Reading text section start
Sessional GPs need to check their NHS benefits carefully and think about how to protect themselves in areas where they’re vulnerable.
Are you a sessional GP? If so, make it a belated new year’s resolution to give yourself a financial health check – NHS benefits for sessional GPs do not always offer the same level of security as GP principals enjoy. In which case, you may need to seek professional advice on how to put yourself in a stronger position.
Sessional GPs, or type 2 medical practitioners, include salaried or assistant GPs working in a practice but not as a partner or principal, as well as fee-based GPs not contracted to a practice such as out-of-hours GPs and locums. Some sessional GPs fall into both categories – for example, they may work as a salaried GP in one practice while also performing locum work elsewhere.
Check your sickness benefits
It’s crucial that sessional GPs understand what benefits they’re entitled to in the event they can’t work because of sickness or ill-health. If you don’t know your position, the reality may come as a nasty shock at a time when you need help.
The detail of salaried GPs’ sick pay benefits should be set out clearly in their contracts of employment, so check this carefully; in some cases, the benefits on offer are less generous than those available to hospital doctors.
Locum GPs don’t have any entitlement to sick pay at all – if they can’t work because of ill-health, they can’t make a claim for sick pay. This leaves them vulnerable to financial difficulty if they have no savings to fall back on.
Check your life cover
Sessional GPs who are active members of the NHS Pension Scheme are entitled to death-in-service benefits that protect their loved ones in the event they pass away. The benefits include a lump sum payment (the way this is calculated depends on the section of the scheme you belong to), plus, potentially, survivors’ and dependants’ benefits payable as regular income.
By contrast, locum GPs don’t necessarily qualify for death-in-service benefits, which only cover you while you’re an active member of the NHS Pension Scheme. So, for example, if you are contracted to locum for a practice between, say, Monday and Friday, this is the period for which you’re an active member; so if you were to pass away on the Wednesday, death-in-service benefits would be payable, but not if you died on the Saturday after the scheduled work is ended, though your family may still be eligible for other, more limited types of support. This is a complex area and if you feel you could be affected by this, you should check your current position.
Check your pension
Both salaried GPs and locums are entitled to join the NHS Pension Scheme, where they are working directly for the practice and not through an agency or other party,
If you’re a salaried GP, your practice manager should calculate the pension contributions to be deducted from your salary according to the value of your pensionable pay from the practice and any other income you earn as a GP, including locum work. You must provide the practice manager with details of this additional income and you can’t opt out of the NHS Pension Scheme for this element of your work. Either all your GP income is pensionable, or none of it is if you opt out.
Reading text section end
Data shown section start
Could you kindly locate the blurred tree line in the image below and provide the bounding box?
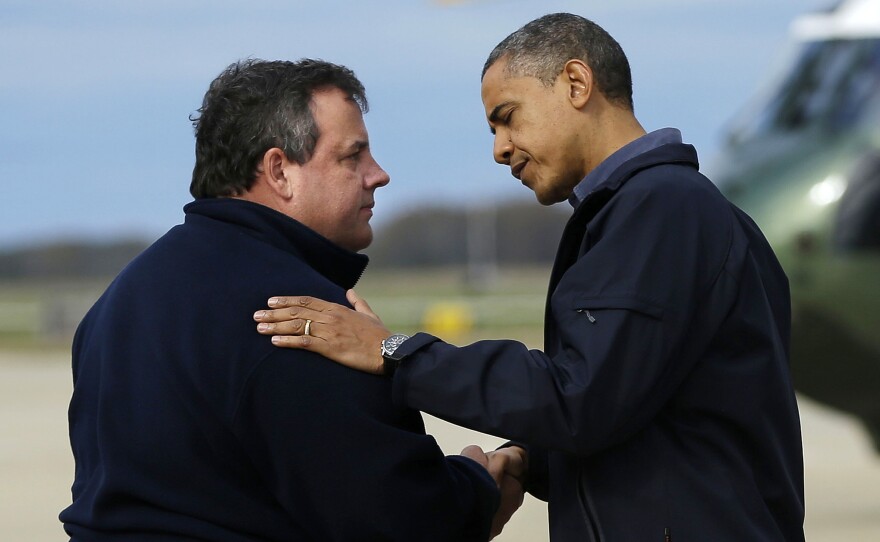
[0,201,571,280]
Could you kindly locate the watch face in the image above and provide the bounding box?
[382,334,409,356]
Data shown section end
Data shown section start
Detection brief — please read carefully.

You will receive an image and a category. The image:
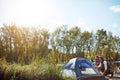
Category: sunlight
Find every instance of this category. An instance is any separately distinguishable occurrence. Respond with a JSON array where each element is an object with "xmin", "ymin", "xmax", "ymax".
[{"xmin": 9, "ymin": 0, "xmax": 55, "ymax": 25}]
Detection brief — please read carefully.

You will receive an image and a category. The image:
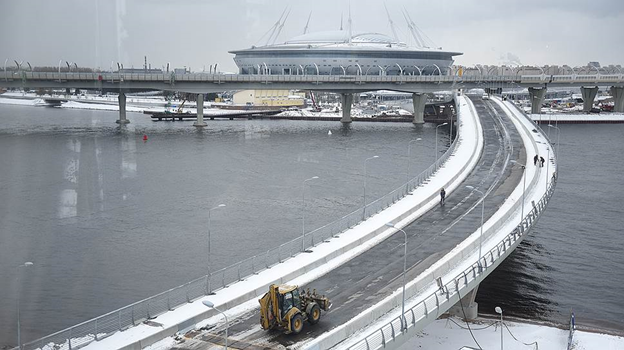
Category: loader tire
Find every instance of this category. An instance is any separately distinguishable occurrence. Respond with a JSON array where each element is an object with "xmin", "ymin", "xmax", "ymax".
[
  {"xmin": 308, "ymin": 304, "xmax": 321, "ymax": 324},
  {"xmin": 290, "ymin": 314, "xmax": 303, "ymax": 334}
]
Data shown section end
# Your tasks
1. In the article on sessional GPs' benefits, what sick pay are locum GPs entitled to?
2. Write out the passage of the article on sessional GPs' benefits from "Sessional GPs need" to "a stronger position.", and swap "financial health check" for "money check-up".

# Results of the exercise
1. None; locum GPs have no entitlement to sick pay at all.

2.
Sessional GPs need to check their NHS benefits carefully and think about how to protect themselves in areas where they’re vulnerable.
Are you a sessional GP? If so, make it a belated new year’s resolution to give yourself a money check-up – NHS benefits for sessional GPs do not always offer the same level of security as GP principals enjoy. In which case, you may need to seek professional advice on how to put yourself in a stronger position.